**Document segment**:
§ §
The break-up of a relationship takes a toll on you. Whether you are the breaker or the breakee, your life is suddenly turned upside down. You may be feeling lonely, anxious, even completely depressed. Fears surface, and it is sometimes difficult to soothe yourself. You try the Haagen Dazs cure, but that only works for a while before you feel worse. Binge watching Netflix original series only goes so far, too, and in the end you have nothing much to show for it. What you are trying to do is quiet your mind. You want to get rid of the endless loop where you wonder what happened, replay what happened, imagine another thing happening. You start thinking about what might—or might not—happen next. Daily tasks are suddenly horrendous challenges and you wonder how you’ll ever get through the work day, make dinner, or get through a conversation with the nosy neighbor.
Reaching out to friends is helpful and important, but there are times when even that is tough. Do you want to re-immerse yourself in your story… again? You may be worried that people don’t get it, or are wondering why you don’t snap out of it, or judging you. These things may or may not be true, but there has to be something else you can do, right?
There is.
Learn to knit. If you are not already a knitter, you may be thinking something self-deprecating like, “I’m all thumbs… that won’t work,” or disparaging like, “Knitting is for grandmas.” First of all, most of the grandmas I know are pretty hip, knitters or otherwise, and second of all, you’re wrong. Knitting is popular among all age groups (and men knit too!), so put your stereotypes to one side.
§ §
**Supplied information**:
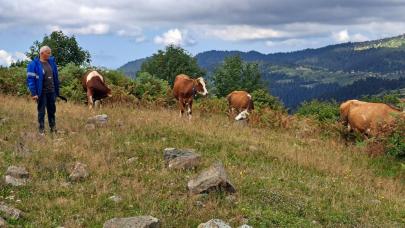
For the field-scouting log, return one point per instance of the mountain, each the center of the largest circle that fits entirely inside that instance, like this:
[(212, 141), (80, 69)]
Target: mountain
[(323, 73)]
§ §
**Given request 1**: In the article on recovering from a break-up, what happens once the Haagen Dazs cure has worked for a while?
**Given request 2**: Explain why, according to the article on recovering from a break-up, reaching out to friends can sometimes be tough.
The material is not used in this exercise.

**Written reply 1**: You feel worse.

**Written reply 2**: You may not want to re-immerse yourself in your story yet again. You may also worry that people don't get it, are wondering why you don't snap out of it, or are judging you.